Study text Start Marker

Single by the Smiths
- B-side: "Is It Really So Strange?"; "Sweet and Tender Hooligan";
- Released: 13 April 1987
- Recorded: January 1987
- Studio: Good Earth (London)
- Genre: Alternative rock
- Length: 2:41
- Label: Rough Trade
- Composer: Johnny Marr
- Lyricist: Morrissey
- Producers: Morrissey; Johnny Marr; Stephen Street;

The Smiths singles chronology
| "Shoplifters of the World Unite" (1987) | "Sheila Take a Bow" (1987) | "Girlfriend in a Coma" (1987) |

= Sheila Take a Bow =

"Sheila Take a Bow" is a song by the English rock band the Smiths, written by Morrissey and Johnny Marr. Featuring a glam rock-style beat and guitar riff, the song was originally planned to feature Sandie Shaw on backing vocals, but Shaw's distaste for the song and Morrissey's illness during her session resulted in the vocals not being used.

"Sheila Take a Bow" was released as a non-album single in April 1987, and tied with "Heaven Knows I'm Miserable Now" as the band's highest charting UK single, reaching number ten on the charts. It has since seen positive critical reception for Morrissey's uplifting lyricism and Marr's guitar work. The song was included on the compilation album Louder Than Bombs, also released in 1987.

Professional ratings
Review scores
| Source | Rating |
| AllMusic | Star |

==Background==
"Sheila Take a Bow" was co-written by Smiths lead vocalist Morrissey and guitarist Johnny Marr. Musically, Marr sought to channel the glam rock influences of their single "Panic", later recalling, "I was going for a Mott the Hoople sound, but it ended up like Mott the Hoople as performed by the Salvation Army Band. Which is very Smiths." Lyrically, the song is an homage to Shelagh Delaney, whose work, particularly on A Taste of Honey (1958), was greatly influential to Morrissey.

Study text End Marker
Record excerpts Start Marker

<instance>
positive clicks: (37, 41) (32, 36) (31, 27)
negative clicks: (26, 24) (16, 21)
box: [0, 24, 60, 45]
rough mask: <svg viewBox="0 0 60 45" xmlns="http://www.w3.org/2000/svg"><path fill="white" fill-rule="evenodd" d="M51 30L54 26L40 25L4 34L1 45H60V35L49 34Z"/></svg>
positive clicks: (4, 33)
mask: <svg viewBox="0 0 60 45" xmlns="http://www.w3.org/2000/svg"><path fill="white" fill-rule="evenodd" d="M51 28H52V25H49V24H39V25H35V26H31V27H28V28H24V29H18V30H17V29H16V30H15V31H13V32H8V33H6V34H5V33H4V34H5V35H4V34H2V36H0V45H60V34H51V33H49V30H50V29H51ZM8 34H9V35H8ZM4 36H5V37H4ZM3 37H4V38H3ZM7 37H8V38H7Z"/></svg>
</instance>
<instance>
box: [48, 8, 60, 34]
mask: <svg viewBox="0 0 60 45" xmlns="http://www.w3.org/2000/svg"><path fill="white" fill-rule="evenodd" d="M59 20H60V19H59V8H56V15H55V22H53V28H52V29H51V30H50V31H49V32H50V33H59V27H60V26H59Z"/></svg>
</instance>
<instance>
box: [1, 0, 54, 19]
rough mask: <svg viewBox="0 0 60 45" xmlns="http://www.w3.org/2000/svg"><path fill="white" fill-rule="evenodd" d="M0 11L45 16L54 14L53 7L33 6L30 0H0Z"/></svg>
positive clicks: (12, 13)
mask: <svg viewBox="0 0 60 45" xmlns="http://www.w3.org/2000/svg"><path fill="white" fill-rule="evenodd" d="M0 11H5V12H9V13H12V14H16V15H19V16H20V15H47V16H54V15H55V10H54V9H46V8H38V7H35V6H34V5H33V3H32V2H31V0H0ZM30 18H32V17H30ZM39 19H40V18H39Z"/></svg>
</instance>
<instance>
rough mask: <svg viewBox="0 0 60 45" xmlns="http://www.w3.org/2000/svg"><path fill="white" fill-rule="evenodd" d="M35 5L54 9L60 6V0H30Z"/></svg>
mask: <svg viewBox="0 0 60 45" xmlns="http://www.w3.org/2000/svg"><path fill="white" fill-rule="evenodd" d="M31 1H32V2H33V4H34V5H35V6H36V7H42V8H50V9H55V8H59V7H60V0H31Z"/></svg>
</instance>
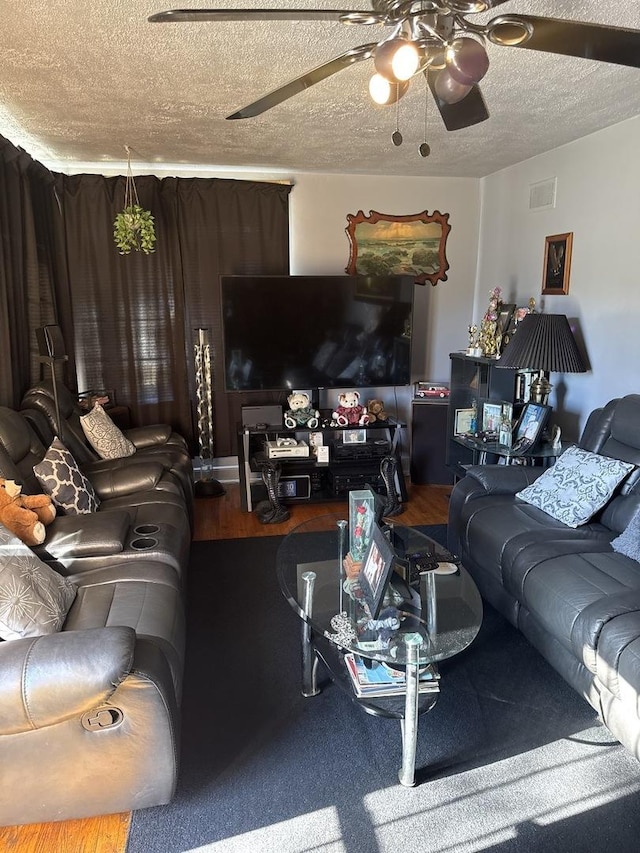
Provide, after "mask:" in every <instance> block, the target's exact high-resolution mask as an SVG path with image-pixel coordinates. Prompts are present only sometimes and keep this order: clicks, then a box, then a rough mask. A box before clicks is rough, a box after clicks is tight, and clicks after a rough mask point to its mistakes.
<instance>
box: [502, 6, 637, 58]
mask: <svg viewBox="0 0 640 853" xmlns="http://www.w3.org/2000/svg"><path fill="white" fill-rule="evenodd" d="M511 20H513V21H514V22H515V21H524V22H528V23H530V24H531V25H532V27H533V35H532V36H531V38H530V39H529V40H528V41H525V42H523V43H522V44H519V45H511V46H513V47H522V48H525V49H526V50H541V51H544V52H545V53H559V54H562V55H564V56H578V57H583V58H584V59H595V60H597V61H599V62H613V63H615V64H616V65H628V66H630V67H631V68H640V30H627V29H623V28H622V27H609V26H605V25H604V24H584V23H582V22H581V21H562V20H559V19H557V18H540V17H536V16H535V15H502V16H500V18H494V20H493V21H490V22H489V24H488V29H489V30H491V27H492V25H493V24H494V23H496V22H498V21H500V22H502V21H505V22H506V23H509V21H511ZM489 38H491V35H489Z"/></svg>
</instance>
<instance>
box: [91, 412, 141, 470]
mask: <svg viewBox="0 0 640 853" xmlns="http://www.w3.org/2000/svg"><path fill="white" fill-rule="evenodd" d="M80 423H81V424H82V429H83V431H84V434H85V435H86V437H87V440H88V441H89V443H90V444H91V446H92V447H93V449H94V450H95V451H96V453H97V454H98V456H99V457H100V458H101V459H121V458H122V457H123V456H133V454H134V453H135V452H136V448H135V445H134V444H133V443H132V442H130V441H129V439H128V438H126V436H125V435H124V434H123V433H122V431H121V430H120V429H118V427H117V426H116V425H115V424H114V422H113V421H112V420H111V418H110V417H109V415H108V414H107V413H106V412H105V410H104V409H103V408H102V406H101V405H100V403H96V404H95V406H94V407H93V409H91V411H90V412H88V413H87V414H86V415H82V417H81V418H80Z"/></svg>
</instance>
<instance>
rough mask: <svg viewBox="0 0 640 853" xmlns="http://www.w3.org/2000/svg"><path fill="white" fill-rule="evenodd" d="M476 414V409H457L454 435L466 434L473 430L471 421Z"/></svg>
mask: <svg viewBox="0 0 640 853" xmlns="http://www.w3.org/2000/svg"><path fill="white" fill-rule="evenodd" d="M475 414H476V410H475V409H456V410H455V415H454V422H453V433H454V435H466V434H467V433H468V432H471V422H472V420H473V417H474V415H475Z"/></svg>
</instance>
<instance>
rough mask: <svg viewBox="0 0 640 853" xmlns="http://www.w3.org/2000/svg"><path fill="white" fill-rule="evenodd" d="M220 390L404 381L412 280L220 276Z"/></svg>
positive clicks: (293, 276) (411, 290)
mask: <svg viewBox="0 0 640 853" xmlns="http://www.w3.org/2000/svg"><path fill="white" fill-rule="evenodd" d="M220 285H221V298H222V306H221V307H222V334H223V348H224V375H225V388H226V390H227V391H260V390H283V391H288V390H297V389H315V388H345V387H353V388H376V387H380V386H389V385H408V384H409V383H410V381H411V317H412V308H413V292H414V283H413V279H412V278H410V277H405V276H381V277H373V276H357V277H355V276H354V277H352V276H302V275H300V276H250V275H244V276H221V278H220Z"/></svg>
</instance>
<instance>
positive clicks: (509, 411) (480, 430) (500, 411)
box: [478, 400, 513, 441]
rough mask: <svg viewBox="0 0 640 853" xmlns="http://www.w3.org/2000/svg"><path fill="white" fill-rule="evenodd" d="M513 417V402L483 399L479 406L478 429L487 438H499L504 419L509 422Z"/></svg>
mask: <svg viewBox="0 0 640 853" xmlns="http://www.w3.org/2000/svg"><path fill="white" fill-rule="evenodd" d="M512 417H513V404H512V403H509V402H508V401H507V400H481V401H480V406H479V417H478V431H479V432H480V435H481V436H482V437H483V438H485V440H493V439H495V440H496V441H497V440H498V437H499V434H500V427H501V425H502V423H503V421H505V420H508V421H509V424H510V423H511V419H512Z"/></svg>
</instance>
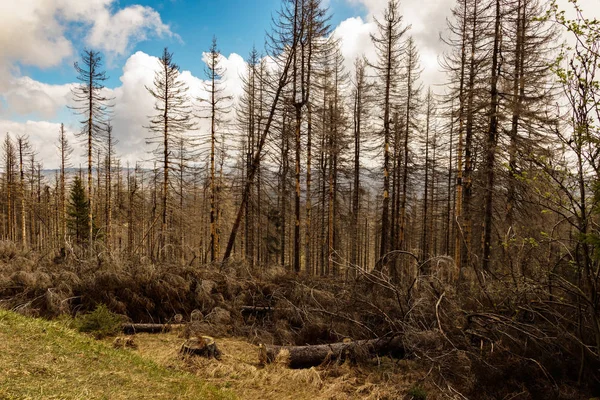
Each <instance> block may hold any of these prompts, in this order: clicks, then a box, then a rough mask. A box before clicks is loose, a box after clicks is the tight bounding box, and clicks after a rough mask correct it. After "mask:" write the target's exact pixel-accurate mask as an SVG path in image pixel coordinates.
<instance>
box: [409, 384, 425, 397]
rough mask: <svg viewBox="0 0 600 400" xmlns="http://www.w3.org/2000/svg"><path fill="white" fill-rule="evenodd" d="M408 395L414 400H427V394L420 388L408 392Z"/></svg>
mask: <svg viewBox="0 0 600 400" xmlns="http://www.w3.org/2000/svg"><path fill="white" fill-rule="evenodd" d="M408 395H409V396H411V399H414V400H426V399H427V392H426V391H425V389H423V388H422V387H420V386H415V387H413V388H412V389H410V390H409V391H408Z"/></svg>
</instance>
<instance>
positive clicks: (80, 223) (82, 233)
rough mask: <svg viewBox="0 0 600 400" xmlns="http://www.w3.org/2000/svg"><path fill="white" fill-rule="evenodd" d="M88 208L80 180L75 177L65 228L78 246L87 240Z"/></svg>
mask: <svg viewBox="0 0 600 400" xmlns="http://www.w3.org/2000/svg"><path fill="white" fill-rule="evenodd" d="M89 207H90V205H89V203H88V200H87V196H86V195H85V188H84V187H83V183H82V181H81V178H80V177H79V176H76V177H75V180H74V181H73V184H72V186H71V193H70V195H69V209H68V217H67V227H68V229H69V235H70V236H71V237H74V238H75V242H76V243H77V244H78V245H83V244H84V243H86V242H87V240H88V238H89V230H88V223H89Z"/></svg>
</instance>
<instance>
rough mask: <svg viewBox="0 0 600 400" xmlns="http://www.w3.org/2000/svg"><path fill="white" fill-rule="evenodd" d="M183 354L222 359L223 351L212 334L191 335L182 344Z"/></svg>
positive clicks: (216, 358)
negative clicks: (222, 350) (207, 335)
mask: <svg viewBox="0 0 600 400" xmlns="http://www.w3.org/2000/svg"><path fill="white" fill-rule="evenodd" d="M179 352H180V353H181V354H187V355H194V356H202V357H207V358H216V359H217V360H220V359H221V351H220V350H219V348H218V347H217V343H216V342H215V339H213V338H212V337H210V336H198V337H191V338H189V339H188V340H186V341H185V343H183V344H182V345H181V349H180V350H179Z"/></svg>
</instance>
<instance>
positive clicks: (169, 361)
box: [135, 333, 435, 400]
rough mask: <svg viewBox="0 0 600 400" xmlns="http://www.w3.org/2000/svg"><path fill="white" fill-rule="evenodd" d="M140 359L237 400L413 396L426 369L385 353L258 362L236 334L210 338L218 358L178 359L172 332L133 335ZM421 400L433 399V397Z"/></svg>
mask: <svg viewBox="0 0 600 400" xmlns="http://www.w3.org/2000/svg"><path fill="white" fill-rule="evenodd" d="M135 341H136V344H137V345H138V349H137V350H136V351H137V352H138V353H139V354H140V355H142V356H143V357H144V358H148V359H151V360H153V361H155V362H156V363H157V364H159V365H164V366H167V367H168V368H173V369H176V370H184V371H188V372H191V373H194V374H196V375H197V376H198V377H199V378H200V379H201V380H202V381H204V382H206V383H208V384H210V385H214V386H215V387H218V388H221V389H228V390H231V391H232V392H233V393H235V394H236V395H237V396H238V397H239V398H241V399H264V400H270V399H273V400H276V399H290V400H291V399H294V400H296V399H297V400H303V399H306V400H310V399H403V398H406V399H417V398H419V397H415V396H413V395H411V394H410V393H412V392H414V391H415V390H416V391H420V392H421V393H425V392H424V390H423V389H421V388H420V386H419V385H420V383H419V382H421V381H423V380H424V378H426V371H423V370H422V369H419V368H418V367H417V365H416V363H414V362H413V361H408V360H392V359H390V358H387V357H383V358H380V359H378V360H373V361H372V362H371V363H363V364H361V365H350V364H349V363H343V364H341V365H340V364H337V363H331V364H329V365H322V366H319V367H316V368H315V367H313V368H309V369H290V368H287V367H286V366H284V365H279V364H277V363H275V364H269V365H267V366H265V367H263V366H261V365H259V363H258V347H257V346H256V345H253V344H250V343H248V341H247V340H246V339H242V338H220V339H219V338H216V342H217V345H218V347H219V349H220V350H221V351H222V353H223V354H222V357H221V360H220V361H217V360H215V359H207V358H203V357H187V358H184V359H182V357H181V356H180V355H179V353H178V350H179V348H180V346H181V344H182V343H183V341H184V340H183V339H181V338H180V337H178V335H177V333H165V334H159V335H153V334H138V335H136V337H135ZM431 394H432V393H431V392H430V395H429V396H427V399H435V396H432V395H431Z"/></svg>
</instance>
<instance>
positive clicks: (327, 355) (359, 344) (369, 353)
mask: <svg viewBox="0 0 600 400" xmlns="http://www.w3.org/2000/svg"><path fill="white" fill-rule="evenodd" d="M404 354H405V351H404V345H403V343H402V339H401V338H400V337H399V336H396V337H393V338H380V339H369V340H357V341H355V342H354V341H350V340H348V341H344V342H340V343H331V344H320V345H309V346H277V345H266V344H261V345H259V354H258V359H259V363H260V364H261V365H265V364H269V363H272V362H278V363H282V364H284V365H286V366H287V367H289V368H310V367H314V366H317V365H321V364H323V363H324V362H328V361H344V360H351V361H358V360H361V359H367V358H372V357H376V356H383V355H390V356H392V357H394V358H402V357H404Z"/></svg>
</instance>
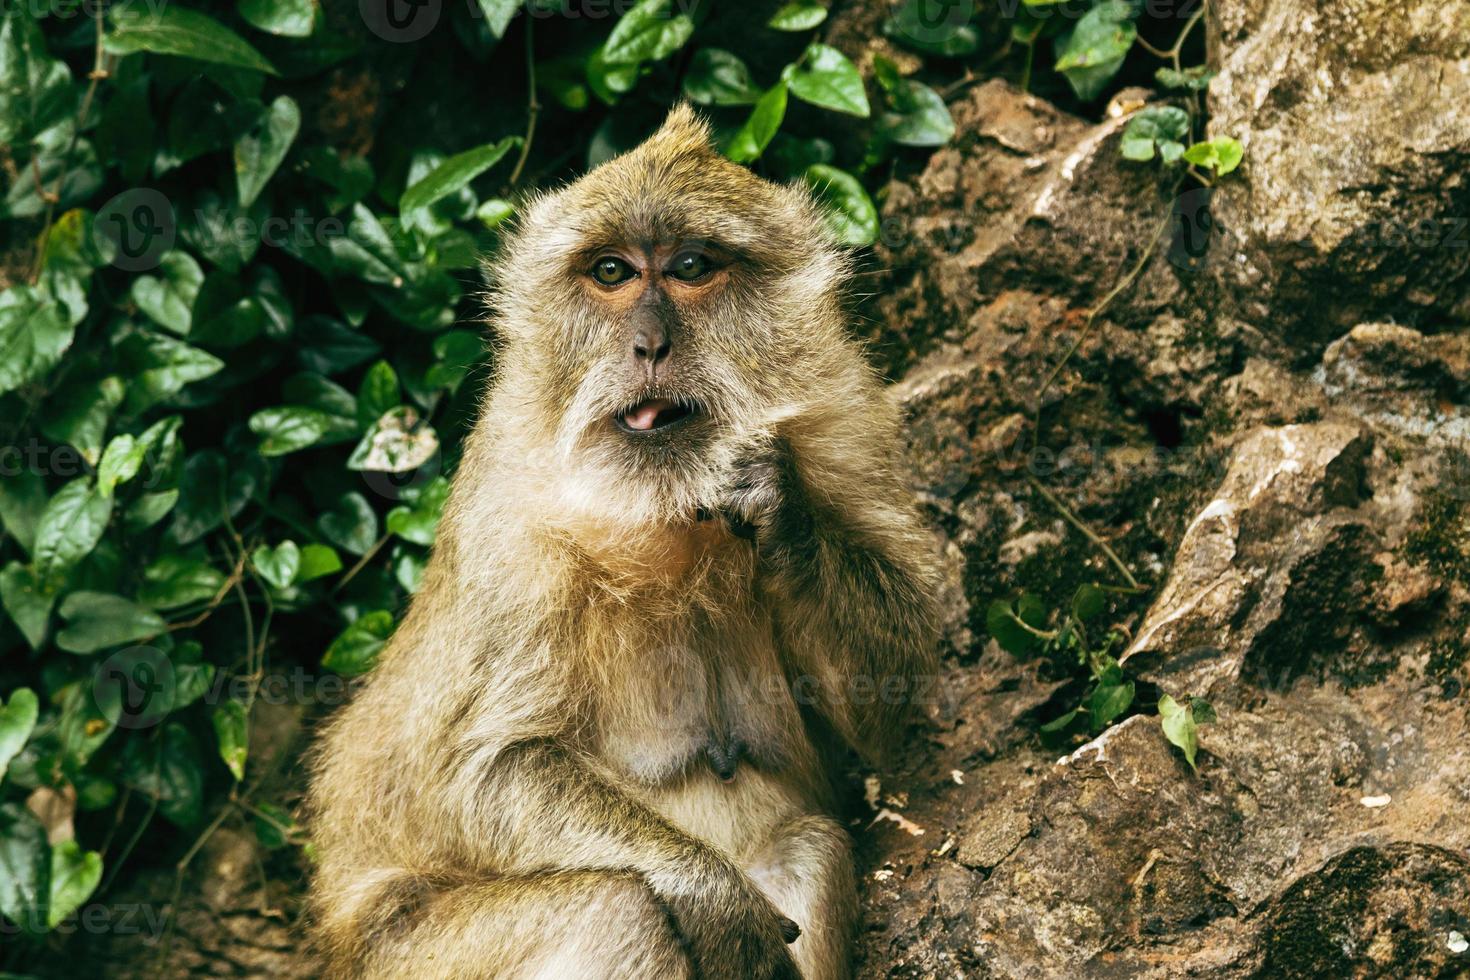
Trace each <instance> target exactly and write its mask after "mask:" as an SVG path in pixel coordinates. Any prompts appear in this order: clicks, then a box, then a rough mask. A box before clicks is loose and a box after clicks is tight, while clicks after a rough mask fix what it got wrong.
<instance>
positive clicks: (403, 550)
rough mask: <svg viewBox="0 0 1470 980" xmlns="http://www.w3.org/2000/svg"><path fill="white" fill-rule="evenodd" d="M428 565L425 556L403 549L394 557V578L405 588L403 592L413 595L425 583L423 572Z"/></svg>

Record excerpts End Marker

* Things to do *
[a] In the article about the song "Sheila Take a Bow," do these statements agree with it? Answer yes or no for each, and quote the words that decide it. (i) The song reached number ten on the UK charts. (ii) Sandie Shaw's backing vocals were used on the released single. (iii) The song was recorded at a studio in London.
[b] Using the article about "Sheila Take a Bow," explain why Sandie Shaw's backing vocals did not end up on the song.
[c] Write the next part of the article about "Sheila Take a Bow," starting right after its last sentence.
You won't need the material to do any of this.

* Responses to the tasks *
[a]
(i) Yes: "reaching number ten on the charts"
(ii) No: "resulted in the vocals not being used"
(iii) Yes: "Good Earth (London)"

[b] Shaw disliked the song, and Morrissey was ill during her session. Together these led to her vocals not being used.

[c]
The production of the single was troublesome. Morrissey planned to bring back Sandie Shaw and have her as a second vocalist. Shaw had earlier collaborated with the Smiths in 1984 on versions of "Hand in Glove", "Jeane" and "I Don't Owe You Anything". However, when she arrived to record with the band on 13 December 1986, Morrissey was ill. Shaw recorded her vocals, but her version was ultimately scrapped. She later said she "thought it was a horrid song", and scoffed at the notion of being a backing vocalist. Drummer Mike Joyce recalled:

There was no sign of Morrissey for a couple of hours. Sandie was getting a bit frantic. In the end she phoned up Morrissey and managed to get hold of him. She was saying, "Just hum me the tune down the phone that you want me to do!" I think she took it all personally.

For an early version of the track, the band reunited with producer John Porter, who had previously produced the band's debut studio album. This version, featuring a prominent sitar-sounding riff, was deemed unsatisfactory by the group and scrapped. The single was re-recorded with Stephen Street as producer. Street's version removed the sitar-esque line and used a brief audio clip of a marching temperance band from the film Hobson's Choice (1954) in the song's intro. Marr cited this horn sample as an example of the band's fusing of "pop" and the "avant-garde," commenting, "We were excited to bring that to Smiths records, whether it was 'Sheila Take A Bow,' starting off with the brass band playing, starting a pop single with that. That was a subversive act."

"Sheila Take a Bow" was among the Smiths songs written during this period where Marr used a 12-string Gibson ES-335.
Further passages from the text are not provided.